- **Exercise details**: Starting at the first line, reproduce the listing below in full, exactly as given.

- **Information supplied**:

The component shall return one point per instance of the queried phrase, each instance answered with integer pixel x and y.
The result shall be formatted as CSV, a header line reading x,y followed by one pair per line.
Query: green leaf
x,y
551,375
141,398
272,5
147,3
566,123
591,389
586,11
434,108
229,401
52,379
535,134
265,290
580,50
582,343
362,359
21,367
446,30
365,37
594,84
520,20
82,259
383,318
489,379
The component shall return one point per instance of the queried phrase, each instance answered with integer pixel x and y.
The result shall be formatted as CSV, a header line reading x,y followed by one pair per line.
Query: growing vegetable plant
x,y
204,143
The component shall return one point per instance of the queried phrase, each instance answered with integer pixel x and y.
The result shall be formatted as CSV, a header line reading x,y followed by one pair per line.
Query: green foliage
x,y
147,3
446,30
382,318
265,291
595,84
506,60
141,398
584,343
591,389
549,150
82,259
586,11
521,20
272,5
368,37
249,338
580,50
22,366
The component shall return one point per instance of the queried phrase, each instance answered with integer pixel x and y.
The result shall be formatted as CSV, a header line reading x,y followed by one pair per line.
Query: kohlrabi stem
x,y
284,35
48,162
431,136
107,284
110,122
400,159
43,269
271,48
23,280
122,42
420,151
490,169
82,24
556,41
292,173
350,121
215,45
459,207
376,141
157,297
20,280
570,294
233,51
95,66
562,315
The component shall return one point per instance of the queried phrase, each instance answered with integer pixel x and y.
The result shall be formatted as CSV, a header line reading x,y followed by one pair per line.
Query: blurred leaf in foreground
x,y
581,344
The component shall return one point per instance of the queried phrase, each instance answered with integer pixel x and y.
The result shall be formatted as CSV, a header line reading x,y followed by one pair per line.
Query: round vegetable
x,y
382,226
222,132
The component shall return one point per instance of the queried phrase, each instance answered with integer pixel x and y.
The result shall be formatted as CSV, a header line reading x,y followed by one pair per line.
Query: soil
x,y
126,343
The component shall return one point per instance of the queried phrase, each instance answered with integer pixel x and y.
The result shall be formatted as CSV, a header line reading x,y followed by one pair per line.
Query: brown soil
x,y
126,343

- **Result**:
The component shall return one point per instance of the queried phrase, each instance answered with integer pixel x and y.
The result shall be formatted as CSV, a header line reading x,y followed by one pair per line.
Query: green leaf
x,y
551,375
141,398
272,5
147,3
566,123
591,389
586,11
434,108
229,401
52,379
535,134
265,290
580,50
582,343
362,359
21,367
446,30
365,37
594,84
520,20
82,259
383,318
489,379
The component shall return one point per instance of the queried phrase, each instance answered with integer pixel x and y.
The result shall be formatted as CSV, a header line reading x,y followed by one pair per line.
Query: growing vegetable plant
x,y
204,143
The component shall return one point per instance of the queried phrase, each instance answered with integer pixel x and y.
The result shall be formatted as CSV, a header line reading x,y followed by one pair per line.
Query: green foliage
x,y
147,3
446,30
382,318
265,291
595,84
506,60
141,398
584,343
591,389
549,150
82,259
586,11
521,20
272,5
368,37
249,338
580,50
22,366
The component shall return one point per instance of the queried phrase, each instance answered with integer pixel x and y.
The result shall be formatted as CSV, a header line reading x,y followed by one pair per line.
Query: kohlrabi stem
x,y
284,35
48,162
431,136
107,284
110,122
400,159
43,269
271,48
23,280
122,42
420,151
490,169
82,24
556,41
292,173
350,121
215,45
459,207
376,141
157,297
20,280
570,294
233,51
95,66
562,315
The component shall return one point per instance of the queried phrase, each instance answered with integer pixel x and y.
The result shall be formatted as CSV, a header line reading x,y followed by one pair per line.
Query: blurred leaf in foreground
x,y
581,344
The component shall return one point per instance of the queried phrase, each instance answered with integer pixel x and y.
The result shall be formatted as CSV, a header line reading x,y followed by one pair per line.
Query: round vegetable
x,y
382,226
222,132
The component shall return one point per instance of the queried phrase, each instance answered with integer pixel x and y.
The result shall be formatted as CSV, a header line reading x,y followed by one pair per line.
Query: soil
x,y
126,343
The component shall return one point per instance of the queried phrase, each instance answered with integer pixel x and y.
The result shall be formatted as CSV, a header line reading x,y followed by one pair per line.
Query: brown soil
x,y
126,343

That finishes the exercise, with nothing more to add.